What the exercise asks
Return every line of the listing below that contains the word "white".

Records for the task
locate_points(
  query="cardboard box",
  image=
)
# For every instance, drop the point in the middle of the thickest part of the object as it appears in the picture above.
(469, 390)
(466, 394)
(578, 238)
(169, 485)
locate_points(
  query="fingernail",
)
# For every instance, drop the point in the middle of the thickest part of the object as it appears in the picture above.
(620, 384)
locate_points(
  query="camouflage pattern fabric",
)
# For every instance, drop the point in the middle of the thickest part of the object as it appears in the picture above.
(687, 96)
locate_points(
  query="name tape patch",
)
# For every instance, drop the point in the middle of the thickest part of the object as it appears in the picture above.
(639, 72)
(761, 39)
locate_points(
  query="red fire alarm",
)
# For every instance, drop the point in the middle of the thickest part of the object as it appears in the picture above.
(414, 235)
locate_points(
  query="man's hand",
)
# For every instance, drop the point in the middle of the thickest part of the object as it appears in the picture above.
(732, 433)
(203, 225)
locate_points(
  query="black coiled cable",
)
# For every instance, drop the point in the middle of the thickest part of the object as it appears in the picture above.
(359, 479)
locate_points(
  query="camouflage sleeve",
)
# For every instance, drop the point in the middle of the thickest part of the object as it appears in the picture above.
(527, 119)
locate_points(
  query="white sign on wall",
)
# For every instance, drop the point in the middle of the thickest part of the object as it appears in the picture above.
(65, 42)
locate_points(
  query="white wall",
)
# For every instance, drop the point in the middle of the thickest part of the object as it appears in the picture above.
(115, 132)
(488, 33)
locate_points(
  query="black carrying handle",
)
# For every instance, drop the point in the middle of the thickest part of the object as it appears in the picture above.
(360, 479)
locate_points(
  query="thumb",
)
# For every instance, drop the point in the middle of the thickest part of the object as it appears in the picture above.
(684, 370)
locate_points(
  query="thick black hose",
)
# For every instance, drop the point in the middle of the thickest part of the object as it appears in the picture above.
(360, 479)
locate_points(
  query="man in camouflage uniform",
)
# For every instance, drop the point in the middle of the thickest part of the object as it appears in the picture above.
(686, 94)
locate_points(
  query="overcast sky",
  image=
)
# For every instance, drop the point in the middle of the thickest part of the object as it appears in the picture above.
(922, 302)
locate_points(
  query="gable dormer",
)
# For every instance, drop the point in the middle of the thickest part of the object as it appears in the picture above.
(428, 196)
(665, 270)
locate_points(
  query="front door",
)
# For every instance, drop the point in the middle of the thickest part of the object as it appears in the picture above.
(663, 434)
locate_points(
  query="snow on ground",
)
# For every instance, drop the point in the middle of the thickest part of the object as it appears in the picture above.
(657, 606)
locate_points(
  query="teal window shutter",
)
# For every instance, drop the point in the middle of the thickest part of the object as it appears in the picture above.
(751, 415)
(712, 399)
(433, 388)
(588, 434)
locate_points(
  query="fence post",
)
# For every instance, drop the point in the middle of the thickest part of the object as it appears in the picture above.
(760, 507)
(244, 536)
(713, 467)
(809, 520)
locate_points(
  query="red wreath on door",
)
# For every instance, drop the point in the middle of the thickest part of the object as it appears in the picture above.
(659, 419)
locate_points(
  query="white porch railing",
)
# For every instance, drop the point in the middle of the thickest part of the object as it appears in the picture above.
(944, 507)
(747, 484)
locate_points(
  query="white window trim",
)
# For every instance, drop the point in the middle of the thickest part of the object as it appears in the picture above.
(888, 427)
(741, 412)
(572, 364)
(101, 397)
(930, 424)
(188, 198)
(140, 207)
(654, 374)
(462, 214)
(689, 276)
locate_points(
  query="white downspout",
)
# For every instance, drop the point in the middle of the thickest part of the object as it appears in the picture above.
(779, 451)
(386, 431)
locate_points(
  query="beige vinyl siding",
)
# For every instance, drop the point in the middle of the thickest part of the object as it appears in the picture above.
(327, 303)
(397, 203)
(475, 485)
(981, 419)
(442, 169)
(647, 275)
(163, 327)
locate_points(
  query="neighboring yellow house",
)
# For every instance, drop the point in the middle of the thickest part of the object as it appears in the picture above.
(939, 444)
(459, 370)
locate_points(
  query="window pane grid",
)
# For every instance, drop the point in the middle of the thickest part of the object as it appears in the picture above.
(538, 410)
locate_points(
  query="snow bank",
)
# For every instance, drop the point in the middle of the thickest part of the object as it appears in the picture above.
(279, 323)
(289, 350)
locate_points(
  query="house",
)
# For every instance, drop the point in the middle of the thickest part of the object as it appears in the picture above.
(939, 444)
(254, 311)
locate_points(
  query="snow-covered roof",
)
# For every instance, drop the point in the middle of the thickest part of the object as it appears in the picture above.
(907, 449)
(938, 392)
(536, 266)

Answer below
  query="white sign on wall",
  query="white wall",
  query="white porch railing",
  query="white window trim",
  query="white downspout",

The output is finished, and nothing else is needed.